Natural-language object grounding data

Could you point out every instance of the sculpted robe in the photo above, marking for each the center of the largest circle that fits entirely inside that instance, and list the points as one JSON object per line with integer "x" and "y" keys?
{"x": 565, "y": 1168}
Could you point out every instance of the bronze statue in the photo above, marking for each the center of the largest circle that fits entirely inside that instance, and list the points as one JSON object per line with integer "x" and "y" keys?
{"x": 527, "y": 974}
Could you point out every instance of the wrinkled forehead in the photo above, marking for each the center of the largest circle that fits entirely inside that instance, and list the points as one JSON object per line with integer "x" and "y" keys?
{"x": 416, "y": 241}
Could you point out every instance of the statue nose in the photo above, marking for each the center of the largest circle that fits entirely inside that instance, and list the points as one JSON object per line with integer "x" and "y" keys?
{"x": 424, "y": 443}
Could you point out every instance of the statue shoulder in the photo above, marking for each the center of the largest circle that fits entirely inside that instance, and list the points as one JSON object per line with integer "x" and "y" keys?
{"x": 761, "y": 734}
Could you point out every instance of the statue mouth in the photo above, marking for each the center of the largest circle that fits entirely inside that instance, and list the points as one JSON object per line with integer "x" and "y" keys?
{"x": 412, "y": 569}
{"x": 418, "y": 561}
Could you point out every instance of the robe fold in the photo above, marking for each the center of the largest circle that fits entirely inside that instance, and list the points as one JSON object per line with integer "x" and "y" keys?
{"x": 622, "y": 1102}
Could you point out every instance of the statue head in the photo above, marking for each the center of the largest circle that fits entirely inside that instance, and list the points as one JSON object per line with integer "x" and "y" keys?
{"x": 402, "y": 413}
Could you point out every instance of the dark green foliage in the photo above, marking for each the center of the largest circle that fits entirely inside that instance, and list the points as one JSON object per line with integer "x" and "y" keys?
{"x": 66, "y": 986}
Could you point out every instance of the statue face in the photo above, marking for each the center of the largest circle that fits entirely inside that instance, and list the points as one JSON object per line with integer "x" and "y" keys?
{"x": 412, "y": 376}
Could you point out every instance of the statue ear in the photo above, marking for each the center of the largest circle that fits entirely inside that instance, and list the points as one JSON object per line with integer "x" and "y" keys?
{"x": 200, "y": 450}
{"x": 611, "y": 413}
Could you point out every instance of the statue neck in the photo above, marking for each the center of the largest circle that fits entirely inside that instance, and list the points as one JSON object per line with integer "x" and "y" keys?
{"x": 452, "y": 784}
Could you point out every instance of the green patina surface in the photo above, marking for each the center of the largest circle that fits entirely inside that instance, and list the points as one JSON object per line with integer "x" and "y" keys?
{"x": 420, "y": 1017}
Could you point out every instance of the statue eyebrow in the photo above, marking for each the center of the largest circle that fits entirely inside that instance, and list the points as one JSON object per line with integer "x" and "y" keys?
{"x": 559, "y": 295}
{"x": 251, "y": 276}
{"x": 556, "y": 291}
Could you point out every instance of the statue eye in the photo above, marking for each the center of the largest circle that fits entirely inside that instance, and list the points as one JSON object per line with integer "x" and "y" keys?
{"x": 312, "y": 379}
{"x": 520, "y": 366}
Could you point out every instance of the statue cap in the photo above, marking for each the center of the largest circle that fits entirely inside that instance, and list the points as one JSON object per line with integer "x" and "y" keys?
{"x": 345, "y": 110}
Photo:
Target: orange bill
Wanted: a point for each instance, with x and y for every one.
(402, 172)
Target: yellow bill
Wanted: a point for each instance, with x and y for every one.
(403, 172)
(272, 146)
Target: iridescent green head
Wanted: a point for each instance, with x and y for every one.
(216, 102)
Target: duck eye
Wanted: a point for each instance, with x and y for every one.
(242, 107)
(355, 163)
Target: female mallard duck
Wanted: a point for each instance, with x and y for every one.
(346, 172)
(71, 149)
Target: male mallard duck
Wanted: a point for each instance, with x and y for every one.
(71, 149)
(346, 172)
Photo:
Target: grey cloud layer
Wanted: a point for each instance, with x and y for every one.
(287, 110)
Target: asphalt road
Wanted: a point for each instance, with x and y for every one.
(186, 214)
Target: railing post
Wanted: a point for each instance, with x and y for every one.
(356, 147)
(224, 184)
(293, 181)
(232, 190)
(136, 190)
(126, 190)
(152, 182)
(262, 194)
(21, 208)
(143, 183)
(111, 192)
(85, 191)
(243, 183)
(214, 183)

ABOUT THIS EXERCISE. When the entries above are retyped, each line must stay exactly as it is.

ANSWER BOX.
Could you point out every instance of the sculpted robe in the photo above, marking for each the center of the largest circle that fits entirely inside that instance, and list the points as one JSON object per line with integer "x" and "y" keys?
{"x": 565, "y": 1168}
Could you point out every instance of the bronze statue in the photo above, marking for each the center of the largest circle that fits entirely inside that instance, and list the points as one JSON object per line with integer "x" and "y" keys?
{"x": 527, "y": 974}
Could you point out every instance of the wrinkled forehead in the photo above, marking for each the center of the largest circle that fits entirely inside that instance, and list the points as one JSON object per line with integer "x" and "y" keys?
{"x": 416, "y": 241}
Could you point out every instance of the statue nose in the photo above, marking for each the center of the largest circle that fits entirely inside that instance, and list the points as one JSON object per line with integer "x" and "y" keys?
{"x": 424, "y": 443}
Could you point out every instance of the statue shoulder in the photo above, marking for each the center of the largest circle that fits entirely inside that instance, and list the points as one JSON object per line with integer "x" and "y" keys?
{"x": 761, "y": 734}
Could you point out every instance of the statue mouth in the photo above, marking for each the center of the largest circle that fits entirely inside that instance, and list the points as one JSON object per line with integer "x" and "y" keys?
{"x": 412, "y": 569}
{"x": 418, "y": 561}
Could you point out every instance of the robe fold in the photo above, marking for each the center of the largest circle that fits entirely inside that instance, and list the points as one JSON object per line with integer "x" and "y" keys?
{"x": 622, "y": 1102}
Could you point out every instance of the statue head in the photo above, marking for each the center of the largest circle that fits entirely inside that instance, and list the points as one JSON object per line with integer "x" and "y" keys?
{"x": 402, "y": 413}
Could you point out every instance of the dark green foliage in the photo above, marking for each the center of the largest circle that fits entirely inside that instance, and list the points as one JSON object per line with integer "x" and "y" keys?
{"x": 66, "y": 986}
Could you point out every instance of the statue face in the photo above, marking for each the center of the largest circle that fits entirely inside that instance, and list the points as one JSON object per line with integer "x" and "y" keys?
{"x": 412, "y": 376}
Could you point out every instance of the statue ear in the photo above, marking for each the center of the largest circle that fits entirely inside that instance, and list the points as one JSON object per line with integer "x" and "y" keys?
{"x": 200, "y": 450}
{"x": 611, "y": 413}
Could you point out every instance of the statue neck in the photo above, marking for each the center of the largest circle that fits entirely inside that instance, and list the points as one JSON object per line with integer "x" and "y" keys?
{"x": 452, "y": 784}
Could you point out every instance of the green patina surface in the photo above, marking for each the center of the largest circle that fits entirely inside that instance, and list the points as one JSON object per line with integer "x" and "y" keys?
{"x": 420, "y": 1017}
Could you point out every instance of the statue eyebrow in the photo above, marking for each the center of the largest circle that fits entirely inside that instance, and list the points as one JSON object per line with integer "x" and "y" keys?
{"x": 559, "y": 295}
{"x": 251, "y": 276}
{"x": 556, "y": 291}
Could you point out every instance of the statue eye in the photo above, marking for each the center of the largest circle that fits entirely inside that instance, and list the points as one JSON object per line with integer "x" and "y" keys?
{"x": 312, "y": 379}
{"x": 520, "y": 366}
Could you point out every instance of the statue cap in the photo above, marking for each the center of the largest circle that fits entirely inside that instance, and list the points as one JSON object per line with integer "x" and "y" keys?
{"x": 345, "y": 110}
Photo:
Target: orange bill
Wanted: a point for each instance, with x and y for every one.
(402, 172)
Target: yellow bill
Wanted: a point for each instance, with x and y for every one.
(403, 172)
(272, 146)
Target: iridescent green head
Wanted: a point for each instance, with x and y for every one.
(216, 102)
Target: duck eye
Wanted: a point for each instance, with x and y for every one.
(242, 107)
(355, 163)
Target: female mallard duck
Wanted: a point for each instance, with x and y for every one.
(346, 172)
(71, 149)
Target: male mallard duck
Wanted: a point for each instance, with x and y for every one.
(71, 149)
(346, 172)
Photo:
Target: grey cloud layer
Wanted: a point for each instance, with x and y for every one.
(287, 110)
Target: asphalt road
Wanted: a point for each instance, with x and y for every one.
(186, 214)
Target: railing post
Wanted: a point for each instance, with x and y for every one.
(356, 147)
(224, 184)
(293, 181)
(232, 190)
(136, 190)
(126, 190)
(152, 182)
(262, 194)
(21, 208)
(143, 183)
(111, 192)
(85, 191)
(243, 183)
(214, 183)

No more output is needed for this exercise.